--- START ---

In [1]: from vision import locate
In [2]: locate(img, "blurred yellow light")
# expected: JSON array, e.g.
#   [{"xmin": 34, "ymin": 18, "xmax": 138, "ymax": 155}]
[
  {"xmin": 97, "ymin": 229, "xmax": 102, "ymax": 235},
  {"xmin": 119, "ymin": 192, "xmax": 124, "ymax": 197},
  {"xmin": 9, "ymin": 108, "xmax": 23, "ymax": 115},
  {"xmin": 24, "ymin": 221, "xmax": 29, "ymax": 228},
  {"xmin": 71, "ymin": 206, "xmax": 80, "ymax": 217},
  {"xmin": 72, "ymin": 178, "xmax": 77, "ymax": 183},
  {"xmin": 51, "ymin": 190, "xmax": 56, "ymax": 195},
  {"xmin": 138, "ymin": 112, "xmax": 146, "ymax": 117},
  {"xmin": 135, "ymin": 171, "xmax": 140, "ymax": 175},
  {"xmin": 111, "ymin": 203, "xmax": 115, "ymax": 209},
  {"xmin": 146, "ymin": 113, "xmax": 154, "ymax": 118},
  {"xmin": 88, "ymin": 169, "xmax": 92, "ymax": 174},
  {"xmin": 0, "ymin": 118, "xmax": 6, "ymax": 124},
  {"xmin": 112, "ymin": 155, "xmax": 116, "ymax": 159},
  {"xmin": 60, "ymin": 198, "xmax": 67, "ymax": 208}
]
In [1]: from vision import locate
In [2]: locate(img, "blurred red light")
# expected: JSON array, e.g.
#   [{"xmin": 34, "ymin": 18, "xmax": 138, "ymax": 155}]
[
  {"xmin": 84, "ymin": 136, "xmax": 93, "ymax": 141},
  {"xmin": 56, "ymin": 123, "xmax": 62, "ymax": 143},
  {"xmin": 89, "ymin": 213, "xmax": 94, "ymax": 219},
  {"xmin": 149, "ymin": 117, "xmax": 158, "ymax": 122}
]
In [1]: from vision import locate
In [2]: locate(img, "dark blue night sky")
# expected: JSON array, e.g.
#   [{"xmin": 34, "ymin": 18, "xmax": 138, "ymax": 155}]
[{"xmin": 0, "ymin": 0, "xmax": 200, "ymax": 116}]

--- END ---

#### The exercise:
Convert the data above into a JSON list of strings with one string per line, and omit any blank lines.

#### Solution to this problem:
[
  "In [1]: from vision import locate",
  "In [2]: locate(img, \"blurred yellow light\")",
  "# expected: JSON array, e.g.",
  "#   [{\"xmin\": 34, \"ymin\": 18, \"xmax\": 138, \"ymax\": 155}]",
  "[",
  "  {\"xmin\": 97, \"ymin\": 229, \"xmax\": 102, \"ymax\": 235},",
  "  {\"xmin\": 119, \"ymin\": 192, \"xmax\": 124, \"ymax\": 197},",
  "  {\"xmin\": 9, \"ymin\": 108, \"xmax\": 23, \"ymax\": 115},",
  "  {\"xmin\": 24, \"ymin\": 221, \"xmax\": 29, \"ymax\": 228},",
  "  {\"xmin\": 71, \"ymin\": 206, \"xmax\": 80, \"ymax\": 217},",
  "  {\"xmin\": 72, \"ymin\": 178, \"xmax\": 77, \"ymax\": 183},",
  "  {\"xmin\": 51, \"ymin\": 190, \"xmax\": 56, \"ymax\": 195},",
  "  {\"xmin\": 138, \"ymin\": 112, \"xmax\": 146, \"ymax\": 117},",
  "  {\"xmin\": 135, \"ymin\": 171, \"xmax\": 140, \"ymax\": 175},",
  "  {\"xmin\": 111, \"ymin\": 203, \"xmax\": 115, \"ymax\": 209},",
  "  {\"xmin\": 146, \"ymin\": 113, \"xmax\": 154, \"ymax\": 118},",
  "  {\"xmin\": 88, \"ymin\": 169, \"xmax\": 92, \"ymax\": 174},",
  "  {\"xmin\": 0, \"ymin\": 118, \"xmax\": 6, \"ymax\": 124},",
  "  {\"xmin\": 112, \"ymin\": 155, \"xmax\": 116, \"ymax\": 159},",
  "  {\"xmin\": 60, \"ymin\": 198, \"xmax\": 67, \"ymax\": 208}",
  "]",
  "In [1]: from vision import locate",
  "In [2]: locate(img, \"blurred red light\")",
  "# expected: JSON array, e.g.",
  "#   [{\"xmin\": 34, \"ymin\": 18, \"xmax\": 138, \"ymax\": 155}]",
  "[",
  "  {\"xmin\": 84, \"ymin\": 136, \"xmax\": 93, \"ymax\": 141},",
  "  {\"xmin\": 56, \"ymin\": 123, \"xmax\": 62, \"ymax\": 143},",
  "  {\"xmin\": 89, \"ymin\": 213, \"xmax\": 94, \"ymax\": 219},",
  "  {\"xmin\": 149, \"ymin\": 117, \"xmax\": 158, \"ymax\": 122}",
  "]",
  "In [1]: from vision import locate",
  "In [2]: locate(img, \"dark blue night sky\")",
  "# expected: JSON array, e.g.",
  "#   [{\"xmin\": 34, \"ymin\": 18, \"xmax\": 138, \"ymax\": 155}]",
  "[{\"xmin\": 0, \"ymin\": 0, \"xmax\": 200, \"ymax\": 116}]"
]